Dettagli dell'esercizio
Risponda alle seguenti domande basandosi sul testo relativo alla cimice asiatica:
(a) A quale università appartiene Gabriele Rondoni?
(b) Quale pianta manifesta una difesa diretta alla cimice asiatica?
(c) Quale coltura è indicata come agroecosistema "non comune" per la cimice asiatica?

Documento di origine
"""

Le sperimentazioni in corso
Non sono mancati i contributi relativi alla ricerca. In particolare è stato Gabriele Rondoni, dell'Università di Perugia, a fare il punto sulle sperimentazioni in atto. “Abbiamo riscontrato che le piante rispondono all'ovideposizione di cimice asiatica mediante l'induzione di sinomoni. La fava manifesta una difesa diretta alla cimice asiatica, meccanismi simili li stiamo riscontrando anche sul pomodoro. Il potenziamento delle difese della pianta, può perciò rappresentare un'ulteriore strategia di controllo sostenibile. Infine, secondo le ricerche condotte, il perfezionamento di strumenti per il monitoraggio e cattura massale della cimice asiatica mediante la combinazione di stimoli olfattivi e visivi è cruciale per la messa a punto di sistemi a difesa sostenibili, in particolare quegli agroecosistemi ‘non comuni' per la cimice asiatica, come l'ulivo”.

"""

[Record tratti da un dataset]
"""

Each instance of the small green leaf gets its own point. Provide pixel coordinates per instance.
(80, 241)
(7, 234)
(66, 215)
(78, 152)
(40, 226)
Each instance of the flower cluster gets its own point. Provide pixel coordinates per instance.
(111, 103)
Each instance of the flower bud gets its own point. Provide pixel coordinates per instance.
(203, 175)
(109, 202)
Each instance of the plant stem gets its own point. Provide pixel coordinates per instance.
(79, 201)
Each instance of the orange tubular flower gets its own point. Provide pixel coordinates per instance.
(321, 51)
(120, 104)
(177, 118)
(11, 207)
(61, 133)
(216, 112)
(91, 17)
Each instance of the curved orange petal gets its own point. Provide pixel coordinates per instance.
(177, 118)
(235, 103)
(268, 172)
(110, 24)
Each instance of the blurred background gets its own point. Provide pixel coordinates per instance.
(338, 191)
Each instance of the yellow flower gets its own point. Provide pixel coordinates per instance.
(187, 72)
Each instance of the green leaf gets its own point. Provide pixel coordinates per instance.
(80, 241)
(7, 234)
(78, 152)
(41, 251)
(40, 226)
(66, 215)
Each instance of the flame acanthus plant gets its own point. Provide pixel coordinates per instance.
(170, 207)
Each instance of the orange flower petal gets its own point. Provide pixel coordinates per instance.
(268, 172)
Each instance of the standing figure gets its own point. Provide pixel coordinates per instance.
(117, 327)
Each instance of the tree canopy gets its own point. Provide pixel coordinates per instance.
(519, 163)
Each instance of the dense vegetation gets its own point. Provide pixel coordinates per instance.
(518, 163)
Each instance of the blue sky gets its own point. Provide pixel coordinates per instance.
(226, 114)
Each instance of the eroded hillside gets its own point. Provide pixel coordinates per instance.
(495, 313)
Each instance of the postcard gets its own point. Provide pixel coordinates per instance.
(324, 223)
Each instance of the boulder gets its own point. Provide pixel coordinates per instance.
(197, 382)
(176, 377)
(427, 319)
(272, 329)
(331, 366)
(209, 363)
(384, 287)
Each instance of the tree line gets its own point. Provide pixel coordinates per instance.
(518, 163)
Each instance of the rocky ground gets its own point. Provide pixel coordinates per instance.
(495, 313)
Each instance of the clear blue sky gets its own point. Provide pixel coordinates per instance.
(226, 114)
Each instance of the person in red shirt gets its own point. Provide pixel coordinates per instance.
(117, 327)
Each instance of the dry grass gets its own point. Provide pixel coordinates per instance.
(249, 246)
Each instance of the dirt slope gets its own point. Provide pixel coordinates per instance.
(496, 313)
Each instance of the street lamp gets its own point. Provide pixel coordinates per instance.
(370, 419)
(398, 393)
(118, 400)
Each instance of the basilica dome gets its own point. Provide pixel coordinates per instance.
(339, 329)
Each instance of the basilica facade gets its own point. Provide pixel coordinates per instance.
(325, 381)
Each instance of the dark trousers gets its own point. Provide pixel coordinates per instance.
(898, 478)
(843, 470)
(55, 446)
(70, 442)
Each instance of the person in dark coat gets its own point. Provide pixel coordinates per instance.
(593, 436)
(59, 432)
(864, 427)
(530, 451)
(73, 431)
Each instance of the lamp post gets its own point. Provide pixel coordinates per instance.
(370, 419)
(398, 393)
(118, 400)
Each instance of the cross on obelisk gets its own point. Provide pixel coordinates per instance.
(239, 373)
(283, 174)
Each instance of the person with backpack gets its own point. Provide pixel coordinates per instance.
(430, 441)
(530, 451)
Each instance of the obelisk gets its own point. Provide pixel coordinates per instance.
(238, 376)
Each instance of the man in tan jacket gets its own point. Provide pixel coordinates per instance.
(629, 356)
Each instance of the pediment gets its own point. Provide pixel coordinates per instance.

"""

Risposta al compito
(a) All'Università di Perugia.
(b) La fava.
(c) L'ulivo.